# Task prompt
Change every "the pointer" in the material below to "the annotator" and write out all the lines again, leaving everything else as it is.

[Entries from a pointing dataset]
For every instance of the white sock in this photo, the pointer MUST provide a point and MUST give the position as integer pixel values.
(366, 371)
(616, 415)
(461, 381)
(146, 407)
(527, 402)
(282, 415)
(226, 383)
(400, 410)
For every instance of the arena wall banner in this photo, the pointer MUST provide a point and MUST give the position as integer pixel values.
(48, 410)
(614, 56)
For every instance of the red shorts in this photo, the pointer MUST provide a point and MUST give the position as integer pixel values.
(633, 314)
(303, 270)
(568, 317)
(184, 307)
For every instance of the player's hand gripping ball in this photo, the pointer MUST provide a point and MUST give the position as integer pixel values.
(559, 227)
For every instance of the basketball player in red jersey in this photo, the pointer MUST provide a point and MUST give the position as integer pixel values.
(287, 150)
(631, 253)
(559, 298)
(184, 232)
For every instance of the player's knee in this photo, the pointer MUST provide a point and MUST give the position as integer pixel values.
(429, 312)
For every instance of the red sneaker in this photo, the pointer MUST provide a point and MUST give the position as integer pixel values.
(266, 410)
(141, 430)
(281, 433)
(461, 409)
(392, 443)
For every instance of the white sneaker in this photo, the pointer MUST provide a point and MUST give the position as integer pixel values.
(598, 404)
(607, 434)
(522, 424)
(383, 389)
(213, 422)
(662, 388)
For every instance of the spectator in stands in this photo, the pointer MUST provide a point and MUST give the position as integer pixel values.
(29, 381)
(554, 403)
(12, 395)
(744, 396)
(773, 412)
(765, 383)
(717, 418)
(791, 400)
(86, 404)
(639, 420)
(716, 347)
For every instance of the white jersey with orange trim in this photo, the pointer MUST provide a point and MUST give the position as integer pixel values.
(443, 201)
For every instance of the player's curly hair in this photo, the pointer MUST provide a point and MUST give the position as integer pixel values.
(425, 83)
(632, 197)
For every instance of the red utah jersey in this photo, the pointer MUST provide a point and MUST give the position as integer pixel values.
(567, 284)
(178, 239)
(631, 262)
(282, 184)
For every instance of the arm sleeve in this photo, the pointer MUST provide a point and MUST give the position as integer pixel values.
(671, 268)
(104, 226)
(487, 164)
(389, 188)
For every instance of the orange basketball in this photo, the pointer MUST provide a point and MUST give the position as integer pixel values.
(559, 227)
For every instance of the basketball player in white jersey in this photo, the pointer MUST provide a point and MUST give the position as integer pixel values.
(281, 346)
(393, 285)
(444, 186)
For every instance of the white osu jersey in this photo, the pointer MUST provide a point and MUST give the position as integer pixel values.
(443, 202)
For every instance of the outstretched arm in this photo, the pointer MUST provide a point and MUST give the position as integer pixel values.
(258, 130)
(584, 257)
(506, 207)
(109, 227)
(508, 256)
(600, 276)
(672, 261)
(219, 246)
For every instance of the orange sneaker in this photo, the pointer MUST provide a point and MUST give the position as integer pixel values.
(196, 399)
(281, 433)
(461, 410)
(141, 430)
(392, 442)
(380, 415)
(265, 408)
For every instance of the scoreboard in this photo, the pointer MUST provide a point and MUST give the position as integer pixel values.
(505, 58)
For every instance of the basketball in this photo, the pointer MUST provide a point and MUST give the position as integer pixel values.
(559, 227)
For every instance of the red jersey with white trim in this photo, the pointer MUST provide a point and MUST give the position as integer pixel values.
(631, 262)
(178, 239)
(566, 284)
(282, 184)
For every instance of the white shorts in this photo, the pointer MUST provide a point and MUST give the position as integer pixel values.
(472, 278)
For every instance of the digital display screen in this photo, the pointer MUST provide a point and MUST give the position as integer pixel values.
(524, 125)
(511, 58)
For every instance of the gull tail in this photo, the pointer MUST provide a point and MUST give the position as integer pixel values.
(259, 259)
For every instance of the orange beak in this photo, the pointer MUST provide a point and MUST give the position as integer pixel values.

# Task solution
For every instance of the white sock in this photo, the annotator MUST provide a point and MUST give the position as integer pixel values.
(366, 371)
(616, 415)
(461, 381)
(146, 407)
(527, 402)
(282, 415)
(226, 383)
(400, 410)
For every instance of the arena wall banner in this photo, the annotator MUST provide a point and MUST give the position as integer pixel values.
(48, 410)
(614, 56)
For every instance of the red shorts in this photo, the annotator MUST provide a point and MUST give the position as integer pixel values.
(633, 314)
(303, 270)
(568, 317)
(184, 307)
For every instance of the player's hand gripping ball in this photo, the annotator MUST provide a point and MUST give the position as integer pixel values.
(559, 227)
For every instance of the basketball player in red jersey in this photo, the annotator MUST provide a point and MUST give the position as integer pixel values.
(287, 150)
(631, 253)
(559, 298)
(184, 232)
For every instance of the player's knee in this photo, the annotator MUST provide a point and MUST give the position as integer pixel values.
(429, 312)
For every instance of the red sneaker in this photo, the annotator MUST provide a point and MUST give the position as integer pixel values.
(266, 410)
(141, 430)
(281, 433)
(461, 409)
(392, 443)
For every instance of the white sneaker in this photo, the annotator MUST provide a point and MUST give the position as integer pixel values.
(598, 404)
(607, 434)
(522, 424)
(383, 389)
(213, 422)
(662, 388)
For every instance of the spectator in stands in this photo, the annotator MUST provide a point and MUST give the position as integer pixel values.
(29, 381)
(554, 403)
(12, 395)
(744, 396)
(773, 412)
(765, 383)
(717, 418)
(791, 400)
(86, 404)
(639, 420)
(716, 347)
For every instance of the white jersey with orange trim in this photo, the annotator MUST provide a point and MUST give the position as integer pixel values.
(443, 201)
For every instance of the player's curly hair in this photo, the annotator MUST provide a point and MUST give the position as integer pixel values.
(425, 83)
(632, 197)
For every instance of the red utah jersey in this photo, the annotator MUST provide a point and MUST give the position as integer pixel values.
(567, 284)
(178, 239)
(631, 262)
(282, 184)
For every instance of the arm sleeve in this photo, the annotator MUST provide a point and MUST give the position as integer pixel values.
(671, 268)
(104, 226)
(487, 164)
(389, 188)
For every instance of the orange basketball in this photo, the annotator MUST provide a point and MUST give the position as integer pixel values.
(559, 227)
For every instance of the basketball player in white jersey in this photo, the annotator MUST provide a point and MUST give the position as integer pixel values.
(281, 346)
(393, 285)
(444, 186)
For every instance of the white osu jersey in this photo, the annotator MUST provide a point and MUST give the position as integer pixel values.
(443, 202)
For every instance of the outstretched arm in this photo, the annotator MUST provide a point and MUST give the position as integer pixel values.
(258, 130)
(584, 257)
(506, 207)
(109, 227)
(508, 256)
(600, 276)
(672, 261)
(219, 246)
For every instance of the orange sneaker in this photo, the annotator MUST provide a point and MUST give the position as integer pixel values.
(196, 399)
(281, 433)
(461, 410)
(141, 430)
(392, 442)
(380, 415)
(265, 408)
For every instance of the scoreboard in this photo, the annotator MUST provide a point and MUST give the position as integer pixel values.
(505, 58)
For every instance of the basketball in this photo, the annotator MUST provide a point and MUST give the position as integer pixel values.
(559, 227)
For every instance of the red jersey with white trim in this photo, the annotator MUST provide a point and MUST give the position as integer pixel values.
(631, 262)
(178, 239)
(566, 284)
(282, 184)
For every instance of the white shorts in this photo, the annotator MUST provide a point and MUST give the position as integer pixel values.
(472, 278)
For every instance of the digital display screen in this photo, the annotator MUST provide a point and MUST give the position as integer pixel values.
(524, 125)
(511, 58)
For every instance of the gull tail in this photo, the annotator MUST provide a point and MUST give the position as integer pixel values.
(259, 259)
For every instance of the orange beak in this photo, the annotator MUST provide a point and MUST give the position as integer pixel values.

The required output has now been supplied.